Exercise description:
Recast the records below as a JSON list of strings, one string per line, from the line containing "Can you find the door" up to and including the last line of the records, leaving out blank lines.

Data provided:
- - - - -

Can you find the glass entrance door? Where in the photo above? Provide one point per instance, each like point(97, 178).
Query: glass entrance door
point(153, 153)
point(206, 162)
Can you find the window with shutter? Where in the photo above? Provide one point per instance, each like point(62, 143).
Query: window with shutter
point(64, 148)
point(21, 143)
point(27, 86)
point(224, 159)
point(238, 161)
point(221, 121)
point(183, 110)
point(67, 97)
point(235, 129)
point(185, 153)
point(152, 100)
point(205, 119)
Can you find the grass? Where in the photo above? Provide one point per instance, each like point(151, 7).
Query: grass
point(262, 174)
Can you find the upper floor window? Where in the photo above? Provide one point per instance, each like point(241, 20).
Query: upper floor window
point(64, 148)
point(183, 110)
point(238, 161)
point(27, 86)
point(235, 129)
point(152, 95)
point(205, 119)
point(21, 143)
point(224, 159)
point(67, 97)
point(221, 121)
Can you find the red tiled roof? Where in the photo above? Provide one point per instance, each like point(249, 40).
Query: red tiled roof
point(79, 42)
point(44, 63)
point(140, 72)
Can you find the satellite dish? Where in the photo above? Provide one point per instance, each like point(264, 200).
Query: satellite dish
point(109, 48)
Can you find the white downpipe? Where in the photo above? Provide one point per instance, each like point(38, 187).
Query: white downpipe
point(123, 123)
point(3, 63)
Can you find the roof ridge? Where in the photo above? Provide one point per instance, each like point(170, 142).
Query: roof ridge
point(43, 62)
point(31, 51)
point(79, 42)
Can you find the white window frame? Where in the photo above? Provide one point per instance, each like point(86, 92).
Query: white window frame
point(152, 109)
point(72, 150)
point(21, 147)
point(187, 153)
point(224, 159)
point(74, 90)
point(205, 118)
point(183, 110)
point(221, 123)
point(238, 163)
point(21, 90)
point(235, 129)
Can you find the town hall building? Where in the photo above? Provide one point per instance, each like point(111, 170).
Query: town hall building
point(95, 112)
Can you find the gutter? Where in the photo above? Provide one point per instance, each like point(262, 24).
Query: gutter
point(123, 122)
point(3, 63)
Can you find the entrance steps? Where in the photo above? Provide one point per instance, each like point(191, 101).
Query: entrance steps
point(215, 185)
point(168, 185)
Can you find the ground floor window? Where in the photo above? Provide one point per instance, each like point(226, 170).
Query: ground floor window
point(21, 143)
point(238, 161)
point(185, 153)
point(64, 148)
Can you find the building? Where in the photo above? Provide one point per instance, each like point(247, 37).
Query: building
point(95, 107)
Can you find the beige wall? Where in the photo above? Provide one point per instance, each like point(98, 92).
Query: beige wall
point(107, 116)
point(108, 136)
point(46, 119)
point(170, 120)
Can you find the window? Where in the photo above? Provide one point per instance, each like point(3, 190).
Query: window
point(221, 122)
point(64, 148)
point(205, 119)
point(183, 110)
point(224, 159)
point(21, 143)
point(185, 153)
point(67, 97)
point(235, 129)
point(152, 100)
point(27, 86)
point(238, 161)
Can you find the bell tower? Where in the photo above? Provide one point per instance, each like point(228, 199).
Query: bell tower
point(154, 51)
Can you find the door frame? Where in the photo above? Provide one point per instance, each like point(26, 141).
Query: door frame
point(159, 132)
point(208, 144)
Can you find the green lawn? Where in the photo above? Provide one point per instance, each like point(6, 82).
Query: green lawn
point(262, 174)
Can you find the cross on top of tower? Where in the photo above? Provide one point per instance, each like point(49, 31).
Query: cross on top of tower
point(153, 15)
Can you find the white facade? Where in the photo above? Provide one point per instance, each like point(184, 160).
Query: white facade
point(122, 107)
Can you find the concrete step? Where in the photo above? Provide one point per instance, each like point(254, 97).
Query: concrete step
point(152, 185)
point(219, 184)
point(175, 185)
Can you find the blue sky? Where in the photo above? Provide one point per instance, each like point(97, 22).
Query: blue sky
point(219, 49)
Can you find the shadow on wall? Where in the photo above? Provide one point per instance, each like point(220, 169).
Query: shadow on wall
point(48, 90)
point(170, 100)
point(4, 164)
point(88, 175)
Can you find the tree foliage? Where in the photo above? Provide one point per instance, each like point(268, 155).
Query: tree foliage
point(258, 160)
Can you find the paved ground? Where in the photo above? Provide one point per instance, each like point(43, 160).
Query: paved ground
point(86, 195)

- - - - -

Solution for this exercise:
[
  "Can you find the door frame? Where in the photo above? Provide one point per instance, each like point(26, 141).",
  "Query: door frame",
  "point(159, 132)",
  "point(208, 144)",
  "Can you find the green lawn? Where in the photo above? Provide one point per instance, each like point(6, 82).",
  "Query: green lawn",
  "point(262, 174)",
  "Can you find the cross on top of tower? Where in the photo above? Provide one point per instance, each like point(49, 31).",
  "Query: cross on top of tower",
  "point(153, 15)",
  "Can you find the white facade? Where in the photo above? Provide one point per instance, each like point(184, 160).",
  "Query: white facade",
  "point(122, 107)",
  "Can you find the concrete step? Where in the photo above? Provide one point per instance, each like point(254, 97).",
  "Query: concrete step",
  "point(152, 185)",
  "point(219, 184)",
  "point(175, 185)",
  "Can you find the blue sky? Where in the photo above? Provide one point per instance, each like point(97, 22).",
  "Query: blue sky",
  "point(219, 49)",
  "Can you find the shadow on wall? Where in the photo above? Provide one point per instance, each like point(220, 169).",
  "Query: shadow on wall",
  "point(48, 90)",
  "point(170, 100)",
  "point(4, 164)",
  "point(88, 175)",
  "Can you find the tree foliage? Where in the photo above? Provide one point per instance, each like point(268, 155).",
  "Query: tree foliage",
  "point(258, 160)",
  "Can you find the paved ground? Where in the photo above? Provide one point per instance, each like point(43, 160).",
  "Query: paved ground",
  "point(86, 195)"
]